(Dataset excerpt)
★ ★ ★ ★

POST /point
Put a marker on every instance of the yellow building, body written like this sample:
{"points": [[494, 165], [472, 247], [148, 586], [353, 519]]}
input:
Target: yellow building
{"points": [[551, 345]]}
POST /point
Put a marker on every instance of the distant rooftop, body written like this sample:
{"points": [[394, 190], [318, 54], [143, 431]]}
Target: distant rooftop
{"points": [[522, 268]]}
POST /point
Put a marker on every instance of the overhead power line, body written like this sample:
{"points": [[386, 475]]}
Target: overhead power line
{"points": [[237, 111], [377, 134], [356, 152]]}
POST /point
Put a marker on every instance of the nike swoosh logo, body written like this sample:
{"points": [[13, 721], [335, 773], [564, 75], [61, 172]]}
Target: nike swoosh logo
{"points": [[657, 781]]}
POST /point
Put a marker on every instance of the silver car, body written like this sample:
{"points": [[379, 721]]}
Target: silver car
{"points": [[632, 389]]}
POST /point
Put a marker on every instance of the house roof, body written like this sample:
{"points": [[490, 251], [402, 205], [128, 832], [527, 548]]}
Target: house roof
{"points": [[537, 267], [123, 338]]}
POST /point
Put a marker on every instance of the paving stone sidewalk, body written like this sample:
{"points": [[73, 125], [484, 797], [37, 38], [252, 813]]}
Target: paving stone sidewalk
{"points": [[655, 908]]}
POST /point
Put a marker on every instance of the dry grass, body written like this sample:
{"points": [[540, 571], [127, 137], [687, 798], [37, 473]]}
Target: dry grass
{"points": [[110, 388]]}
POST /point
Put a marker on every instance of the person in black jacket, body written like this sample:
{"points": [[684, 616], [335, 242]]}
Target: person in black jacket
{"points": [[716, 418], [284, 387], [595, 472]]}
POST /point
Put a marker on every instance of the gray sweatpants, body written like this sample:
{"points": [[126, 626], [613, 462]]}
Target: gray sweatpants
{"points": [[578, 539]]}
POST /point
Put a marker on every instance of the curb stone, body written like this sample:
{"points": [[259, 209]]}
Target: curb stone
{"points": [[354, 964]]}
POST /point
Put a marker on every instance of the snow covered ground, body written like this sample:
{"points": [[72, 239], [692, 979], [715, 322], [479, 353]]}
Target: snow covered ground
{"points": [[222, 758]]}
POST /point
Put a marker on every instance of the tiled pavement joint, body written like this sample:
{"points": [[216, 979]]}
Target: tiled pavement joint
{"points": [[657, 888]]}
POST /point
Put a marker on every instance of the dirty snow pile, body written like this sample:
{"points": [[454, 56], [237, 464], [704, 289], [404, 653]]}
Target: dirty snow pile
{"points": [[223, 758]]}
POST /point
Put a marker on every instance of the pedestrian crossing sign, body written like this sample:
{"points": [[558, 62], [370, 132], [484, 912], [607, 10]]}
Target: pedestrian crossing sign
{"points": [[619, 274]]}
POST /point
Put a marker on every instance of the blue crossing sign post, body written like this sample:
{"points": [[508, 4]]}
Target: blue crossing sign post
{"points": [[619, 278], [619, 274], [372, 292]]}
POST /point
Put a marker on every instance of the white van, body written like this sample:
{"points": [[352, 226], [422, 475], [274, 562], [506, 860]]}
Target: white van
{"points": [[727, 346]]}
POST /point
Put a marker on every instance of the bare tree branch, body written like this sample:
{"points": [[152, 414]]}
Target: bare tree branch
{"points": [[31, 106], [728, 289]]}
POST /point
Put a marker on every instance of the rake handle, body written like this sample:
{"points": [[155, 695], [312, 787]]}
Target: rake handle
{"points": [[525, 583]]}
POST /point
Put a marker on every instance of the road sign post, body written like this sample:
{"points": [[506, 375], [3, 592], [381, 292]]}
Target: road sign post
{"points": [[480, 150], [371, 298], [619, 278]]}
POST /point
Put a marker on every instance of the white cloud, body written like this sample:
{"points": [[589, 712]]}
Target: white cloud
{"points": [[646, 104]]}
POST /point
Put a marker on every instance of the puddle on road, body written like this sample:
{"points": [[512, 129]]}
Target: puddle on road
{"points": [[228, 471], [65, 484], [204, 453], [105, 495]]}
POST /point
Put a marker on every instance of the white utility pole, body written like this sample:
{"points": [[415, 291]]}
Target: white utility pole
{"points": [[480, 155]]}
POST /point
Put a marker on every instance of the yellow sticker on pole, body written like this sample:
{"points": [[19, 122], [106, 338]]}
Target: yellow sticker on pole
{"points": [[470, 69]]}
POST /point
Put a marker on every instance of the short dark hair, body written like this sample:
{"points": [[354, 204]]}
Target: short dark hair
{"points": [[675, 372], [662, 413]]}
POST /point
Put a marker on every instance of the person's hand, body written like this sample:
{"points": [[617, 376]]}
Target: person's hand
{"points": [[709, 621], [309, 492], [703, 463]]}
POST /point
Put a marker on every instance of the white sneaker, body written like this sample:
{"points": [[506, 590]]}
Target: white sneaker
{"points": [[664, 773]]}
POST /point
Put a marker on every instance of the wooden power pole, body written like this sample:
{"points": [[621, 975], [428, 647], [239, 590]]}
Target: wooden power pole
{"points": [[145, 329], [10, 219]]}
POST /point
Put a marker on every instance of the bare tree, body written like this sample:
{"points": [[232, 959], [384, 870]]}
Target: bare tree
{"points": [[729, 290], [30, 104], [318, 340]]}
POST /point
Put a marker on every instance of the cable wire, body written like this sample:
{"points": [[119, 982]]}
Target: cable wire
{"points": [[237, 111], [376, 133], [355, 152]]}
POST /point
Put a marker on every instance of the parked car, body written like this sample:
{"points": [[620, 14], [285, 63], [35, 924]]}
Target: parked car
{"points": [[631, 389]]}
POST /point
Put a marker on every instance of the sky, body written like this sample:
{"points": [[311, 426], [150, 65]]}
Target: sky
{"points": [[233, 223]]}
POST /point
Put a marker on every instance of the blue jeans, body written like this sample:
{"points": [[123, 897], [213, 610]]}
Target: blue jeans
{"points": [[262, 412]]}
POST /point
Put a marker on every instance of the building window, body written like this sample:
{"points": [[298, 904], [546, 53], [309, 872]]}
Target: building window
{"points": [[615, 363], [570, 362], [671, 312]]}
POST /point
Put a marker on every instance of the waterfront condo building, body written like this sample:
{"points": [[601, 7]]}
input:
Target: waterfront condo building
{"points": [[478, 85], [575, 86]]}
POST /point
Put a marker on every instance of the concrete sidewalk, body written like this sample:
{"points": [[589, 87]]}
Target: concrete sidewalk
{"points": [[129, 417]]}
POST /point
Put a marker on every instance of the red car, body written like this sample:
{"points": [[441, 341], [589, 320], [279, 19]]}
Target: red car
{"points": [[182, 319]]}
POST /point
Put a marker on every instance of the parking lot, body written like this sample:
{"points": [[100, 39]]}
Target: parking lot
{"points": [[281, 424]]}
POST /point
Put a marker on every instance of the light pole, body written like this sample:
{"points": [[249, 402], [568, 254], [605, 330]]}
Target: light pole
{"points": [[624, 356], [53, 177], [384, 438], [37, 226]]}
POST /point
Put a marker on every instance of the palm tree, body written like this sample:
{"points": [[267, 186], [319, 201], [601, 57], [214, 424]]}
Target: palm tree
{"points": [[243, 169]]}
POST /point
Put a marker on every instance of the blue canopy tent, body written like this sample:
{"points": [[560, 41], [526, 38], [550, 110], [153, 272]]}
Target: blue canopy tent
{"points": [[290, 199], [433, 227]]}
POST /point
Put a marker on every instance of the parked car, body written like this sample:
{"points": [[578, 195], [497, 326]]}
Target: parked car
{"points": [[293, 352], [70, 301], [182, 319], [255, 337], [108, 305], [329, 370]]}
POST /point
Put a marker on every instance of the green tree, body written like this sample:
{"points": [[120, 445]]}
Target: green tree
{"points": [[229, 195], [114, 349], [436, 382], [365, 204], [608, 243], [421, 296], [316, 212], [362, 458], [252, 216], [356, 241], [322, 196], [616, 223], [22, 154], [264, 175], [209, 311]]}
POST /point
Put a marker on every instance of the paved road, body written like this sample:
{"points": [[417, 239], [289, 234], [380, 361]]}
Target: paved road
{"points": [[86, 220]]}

★ ★ ★ ★

EXERCISE
Gather every line in the rows above that contains the word "rooftop".

WRITTEN ANSWER
Put a marker on every instance of the distant rooftop, body written like this sample:
Target: distant rooftop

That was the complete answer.